* Da svolgere
Stabilisci se ciascuna affermazione concorda con l'estratto sull'affiliazione di Allegra. Per ognuna rispondi sì o no e cita alla lettera le parole decisive del testo. (a) Allegra si affiliò nel 1916. (b) Francesco Motisi era il capomafia di Villabate. (c) Gli adepti dell'associazione si chiamavano tra loro «uomini d’onore».

* Estratto della fonte
#####
Allegra raccontò di essersi affiliato nel 1916, nel corso della Prima guerra mondiale, quando fu avvicinato da due mafiosi di rango del palermitano: Giulio D’Agati, capomafia di Villabate, e Francesco Motisi, boss del quartiere Pagliarelli. Costoro e altri gli spiegarono di appartenere a «un’associazione molto potente, che comprendeva molta gente di tutte le categorie sociali, non escluse le migliori», i cui adepti si chiamavano tra loro «uomini d’onore». Ragione sociale, per così dire, all’origine della setta sarebbe stato secondo Allegra quella «del rispetto reciproco, della protezione del debole contro il prepotente». L’associazione «era proprio quella che in Sicilia si chiamava “maffia”, da molti conosciuta in maniera, però, assai vaga, perché nessuno, tolti quelli che vi appartenevano, potevano con sicurezza attestarne l’esistenza». Allegra fu messo al corrente delle sue diramazioni in Tunisia, nelle Americhe e in Europa, specialmente a Marsiglia, e della sua articolazione in «famiglie» e «decine», con competenza territoriale su un paese dell’hinterland palermitano o un gruppo di essi.
#####
* Record di dati

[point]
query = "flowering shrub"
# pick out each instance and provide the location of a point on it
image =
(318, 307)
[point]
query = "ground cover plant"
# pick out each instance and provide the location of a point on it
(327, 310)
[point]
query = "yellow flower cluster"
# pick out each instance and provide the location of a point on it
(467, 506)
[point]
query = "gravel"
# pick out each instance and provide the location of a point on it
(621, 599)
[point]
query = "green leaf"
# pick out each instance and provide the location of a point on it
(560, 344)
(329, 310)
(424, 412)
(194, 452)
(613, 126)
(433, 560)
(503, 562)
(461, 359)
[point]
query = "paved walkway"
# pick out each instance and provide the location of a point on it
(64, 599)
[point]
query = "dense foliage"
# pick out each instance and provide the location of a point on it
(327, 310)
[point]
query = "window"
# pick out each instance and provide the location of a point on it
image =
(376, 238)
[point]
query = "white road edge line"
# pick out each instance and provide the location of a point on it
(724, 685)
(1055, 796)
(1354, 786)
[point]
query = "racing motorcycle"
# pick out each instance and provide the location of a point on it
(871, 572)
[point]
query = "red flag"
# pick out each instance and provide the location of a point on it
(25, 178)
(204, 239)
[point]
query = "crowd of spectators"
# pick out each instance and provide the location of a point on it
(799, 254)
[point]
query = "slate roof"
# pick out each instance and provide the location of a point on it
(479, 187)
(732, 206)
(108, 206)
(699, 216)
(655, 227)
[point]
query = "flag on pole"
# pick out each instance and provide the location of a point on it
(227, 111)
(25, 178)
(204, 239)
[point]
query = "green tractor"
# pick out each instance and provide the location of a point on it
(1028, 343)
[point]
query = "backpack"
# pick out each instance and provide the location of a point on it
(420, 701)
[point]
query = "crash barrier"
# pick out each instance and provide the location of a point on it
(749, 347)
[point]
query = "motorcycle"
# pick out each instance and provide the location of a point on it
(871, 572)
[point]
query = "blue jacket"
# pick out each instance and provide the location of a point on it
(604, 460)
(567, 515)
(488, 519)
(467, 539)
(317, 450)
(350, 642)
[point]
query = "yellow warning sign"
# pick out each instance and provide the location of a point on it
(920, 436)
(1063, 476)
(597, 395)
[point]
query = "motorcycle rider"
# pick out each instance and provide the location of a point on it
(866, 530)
#####
* Risposta
(a) Sì: "essersi affiliato nel 1916".
(b) No: "Giulio D’Agati, capomafia di Villabate, e Francesco Motisi, boss del quartiere Pagliarelli".
(c) Sì: "i cui adepti si chiamavano tra loro «uomini d’onore»".